WORK TO DO: List the lines in the records below as a numbered list, skipping blank lines, from the line with "Accessibility description system: locate the front lawn" up to and including the line with "top-left (171, 0), bottom-right (593, 50)".

MATERIAL SUPPLIED:
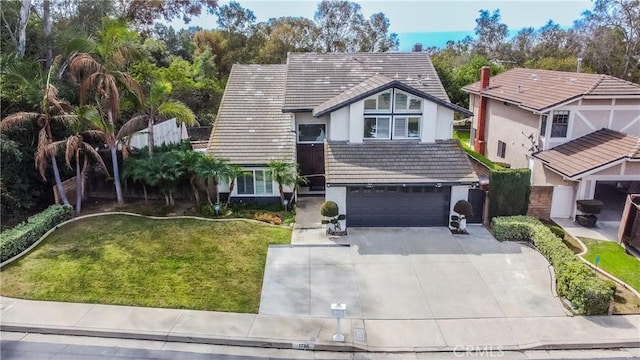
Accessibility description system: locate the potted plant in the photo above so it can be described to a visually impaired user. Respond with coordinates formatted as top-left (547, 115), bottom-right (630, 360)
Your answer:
top-left (451, 200), bottom-right (473, 232)
top-left (320, 201), bottom-right (347, 235)
top-left (576, 199), bottom-right (604, 227)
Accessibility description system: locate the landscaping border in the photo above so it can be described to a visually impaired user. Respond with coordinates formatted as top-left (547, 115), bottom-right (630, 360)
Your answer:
top-left (0, 211), bottom-right (292, 269)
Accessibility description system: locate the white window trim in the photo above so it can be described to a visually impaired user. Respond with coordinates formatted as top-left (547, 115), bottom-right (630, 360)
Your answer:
top-left (231, 169), bottom-right (277, 197)
top-left (296, 123), bottom-right (327, 144)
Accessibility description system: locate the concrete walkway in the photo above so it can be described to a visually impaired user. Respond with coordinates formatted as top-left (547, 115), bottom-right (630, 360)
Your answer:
top-left (0, 298), bottom-right (640, 352)
top-left (552, 218), bottom-right (620, 242)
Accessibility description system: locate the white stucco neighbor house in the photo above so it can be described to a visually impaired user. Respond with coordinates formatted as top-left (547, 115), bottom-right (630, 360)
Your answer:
top-left (208, 53), bottom-right (478, 228)
top-left (463, 68), bottom-right (640, 221)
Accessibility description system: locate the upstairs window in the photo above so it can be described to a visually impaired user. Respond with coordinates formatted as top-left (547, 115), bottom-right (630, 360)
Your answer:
top-left (551, 110), bottom-right (569, 138)
top-left (364, 116), bottom-right (391, 140)
top-left (364, 90), bottom-right (391, 113)
top-left (393, 90), bottom-right (422, 112)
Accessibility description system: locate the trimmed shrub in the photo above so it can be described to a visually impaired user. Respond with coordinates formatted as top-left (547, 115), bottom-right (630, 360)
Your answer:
top-left (489, 169), bottom-right (531, 218)
top-left (492, 216), bottom-right (615, 315)
top-left (320, 201), bottom-right (339, 217)
top-left (0, 205), bottom-right (73, 262)
top-left (453, 200), bottom-right (473, 217)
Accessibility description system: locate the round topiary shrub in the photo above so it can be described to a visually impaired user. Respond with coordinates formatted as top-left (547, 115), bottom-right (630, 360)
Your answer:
top-left (320, 201), bottom-right (338, 218)
top-left (453, 200), bottom-right (473, 217)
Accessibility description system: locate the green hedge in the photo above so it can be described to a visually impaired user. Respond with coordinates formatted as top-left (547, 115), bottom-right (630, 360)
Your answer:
top-left (489, 169), bottom-right (531, 218)
top-left (492, 216), bottom-right (615, 315)
top-left (0, 205), bottom-right (73, 262)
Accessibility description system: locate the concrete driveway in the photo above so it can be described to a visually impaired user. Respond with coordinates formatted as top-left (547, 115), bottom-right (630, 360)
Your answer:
top-left (260, 226), bottom-right (566, 319)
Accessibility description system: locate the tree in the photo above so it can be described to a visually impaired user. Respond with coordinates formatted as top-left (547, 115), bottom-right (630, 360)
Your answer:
top-left (0, 61), bottom-right (71, 205)
top-left (313, 0), bottom-right (365, 52)
top-left (70, 20), bottom-right (143, 205)
top-left (583, 0), bottom-right (640, 79)
top-left (267, 160), bottom-right (299, 204)
top-left (213, 1), bottom-right (256, 37)
top-left (195, 155), bottom-right (232, 204)
top-left (118, 81), bottom-right (196, 155)
top-left (45, 105), bottom-right (109, 214)
top-left (357, 13), bottom-right (400, 52)
top-left (474, 9), bottom-right (509, 57)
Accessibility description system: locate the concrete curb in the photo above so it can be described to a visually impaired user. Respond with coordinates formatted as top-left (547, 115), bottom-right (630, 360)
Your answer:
top-left (0, 324), bottom-right (640, 353)
top-left (0, 211), bottom-right (293, 269)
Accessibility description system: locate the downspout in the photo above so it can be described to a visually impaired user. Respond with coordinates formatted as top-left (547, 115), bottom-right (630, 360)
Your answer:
top-left (473, 66), bottom-right (491, 155)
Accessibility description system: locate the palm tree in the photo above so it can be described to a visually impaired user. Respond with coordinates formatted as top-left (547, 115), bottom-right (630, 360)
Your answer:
top-left (36, 106), bottom-right (109, 214)
top-left (118, 81), bottom-right (196, 155)
top-left (226, 164), bottom-right (245, 206)
top-left (268, 160), bottom-right (300, 205)
top-left (69, 20), bottom-right (143, 204)
top-left (174, 147), bottom-right (208, 206)
top-left (196, 155), bottom-right (231, 204)
top-left (0, 59), bottom-right (71, 205)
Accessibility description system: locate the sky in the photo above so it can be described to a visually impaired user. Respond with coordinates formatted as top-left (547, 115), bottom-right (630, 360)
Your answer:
top-left (171, 0), bottom-right (593, 51)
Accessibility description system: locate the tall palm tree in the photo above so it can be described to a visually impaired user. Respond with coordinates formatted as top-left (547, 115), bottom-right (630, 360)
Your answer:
top-left (0, 59), bottom-right (71, 205)
top-left (268, 160), bottom-right (300, 204)
top-left (226, 164), bottom-right (246, 206)
top-left (69, 20), bottom-right (143, 204)
top-left (118, 81), bottom-right (196, 155)
top-left (36, 106), bottom-right (109, 214)
top-left (196, 155), bottom-right (230, 204)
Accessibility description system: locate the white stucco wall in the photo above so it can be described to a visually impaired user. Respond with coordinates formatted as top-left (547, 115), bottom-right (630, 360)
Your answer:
top-left (348, 100), bottom-right (364, 143)
top-left (436, 105), bottom-right (453, 140)
top-left (328, 186), bottom-right (349, 230)
top-left (449, 185), bottom-right (469, 225)
top-left (325, 106), bottom-right (350, 141)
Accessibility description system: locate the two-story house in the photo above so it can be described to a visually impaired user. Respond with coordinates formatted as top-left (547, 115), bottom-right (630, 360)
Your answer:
top-left (209, 53), bottom-right (478, 226)
top-left (463, 67), bottom-right (640, 220)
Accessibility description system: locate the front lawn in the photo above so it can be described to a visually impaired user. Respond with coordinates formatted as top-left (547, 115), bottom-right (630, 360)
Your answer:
top-left (0, 215), bottom-right (291, 313)
top-left (580, 237), bottom-right (640, 291)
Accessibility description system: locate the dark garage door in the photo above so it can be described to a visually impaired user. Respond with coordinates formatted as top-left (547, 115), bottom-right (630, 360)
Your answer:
top-left (347, 186), bottom-right (451, 226)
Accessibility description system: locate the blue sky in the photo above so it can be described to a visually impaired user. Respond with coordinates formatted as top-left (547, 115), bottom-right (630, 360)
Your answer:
top-left (171, 0), bottom-right (593, 50)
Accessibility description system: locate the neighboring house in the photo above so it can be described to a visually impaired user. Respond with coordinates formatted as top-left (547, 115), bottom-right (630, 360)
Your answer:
top-left (209, 53), bottom-right (478, 227)
top-left (463, 68), bottom-right (640, 221)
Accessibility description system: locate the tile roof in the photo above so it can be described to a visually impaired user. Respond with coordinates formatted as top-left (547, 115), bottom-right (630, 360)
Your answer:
top-left (325, 140), bottom-right (478, 185)
top-left (533, 129), bottom-right (640, 177)
top-left (207, 65), bottom-right (296, 165)
top-left (283, 53), bottom-right (450, 112)
top-left (313, 74), bottom-right (473, 117)
top-left (462, 68), bottom-right (640, 111)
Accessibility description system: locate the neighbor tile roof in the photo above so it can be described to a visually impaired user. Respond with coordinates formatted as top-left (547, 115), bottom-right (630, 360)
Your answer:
top-left (208, 65), bottom-right (296, 165)
top-left (533, 129), bottom-right (640, 177)
top-left (462, 68), bottom-right (640, 111)
top-left (283, 53), bottom-right (450, 111)
top-left (325, 140), bottom-right (478, 185)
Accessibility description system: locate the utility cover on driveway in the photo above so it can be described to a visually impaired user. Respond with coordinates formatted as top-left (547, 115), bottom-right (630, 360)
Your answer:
top-left (260, 226), bottom-right (566, 319)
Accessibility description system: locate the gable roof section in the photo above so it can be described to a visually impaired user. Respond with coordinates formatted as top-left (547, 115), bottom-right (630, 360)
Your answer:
top-left (533, 129), bottom-right (640, 178)
top-left (325, 140), bottom-right (478, 185)
top-left (313, 74), bottom-right (473, 117)
top-left (283, 53), bottom-right (450, 112)
top-left (207, 65), bottom-right (295, 165)
top-left (462, 68), bottom-right (640, 112)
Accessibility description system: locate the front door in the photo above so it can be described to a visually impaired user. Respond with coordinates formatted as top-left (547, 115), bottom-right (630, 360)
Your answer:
top-left (297, 144), bottom-right (324, 191)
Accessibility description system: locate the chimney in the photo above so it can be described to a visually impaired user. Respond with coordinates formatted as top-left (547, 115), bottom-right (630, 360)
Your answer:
top-left (473, 66), bottom-right (491, 155)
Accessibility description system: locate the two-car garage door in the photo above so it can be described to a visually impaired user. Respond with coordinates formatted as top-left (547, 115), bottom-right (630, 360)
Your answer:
top-left (347, 186), bottom-right (451, 227)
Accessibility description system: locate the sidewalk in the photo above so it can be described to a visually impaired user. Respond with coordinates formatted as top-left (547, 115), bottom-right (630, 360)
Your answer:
top-left (0, 298), bottom-right (640, 352)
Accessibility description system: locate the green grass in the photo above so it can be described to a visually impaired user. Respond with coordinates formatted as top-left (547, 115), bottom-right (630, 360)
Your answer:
top-left (580, 237), bottom-right (640, 291)
top-left (453, 129), bottom-right (504, 170)
top-left (0, 215), bottom-right (291, 313)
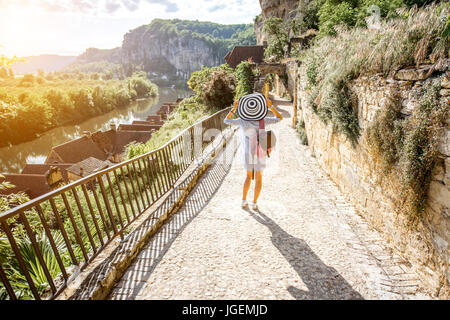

EXERCISE SOLUTION:
1. Accessibility description system: locate the front lawn in the photo above so it can be described to a visually impaired user. Respond with coordinates formatted as top-left (547, 115), bottom-right (630, 360)
2. Your answer:
3. top-left (0, 215), bottom-right (291, 313)
4. top-left (580, 237), bottom-right (640, 291)
5. Accessibility description system: locate the dark garage door in the photo above so it can be described to a visually impaired user. Respond with coordinates formatted as top-left (547, 115), bottom-right (630, 360)
6. Your answer:
7. top-left (347, 186), bottom-right (451, 226)
8. Accessibility description system: locate the blue sky in the photo above so it can be described to a visually impaired user. Respond with coordinates formatted as top-left (547, 115), bottom-right (630, 360)
9. Your answer:
10. top-left (171, 0), bottom-right (593, 50)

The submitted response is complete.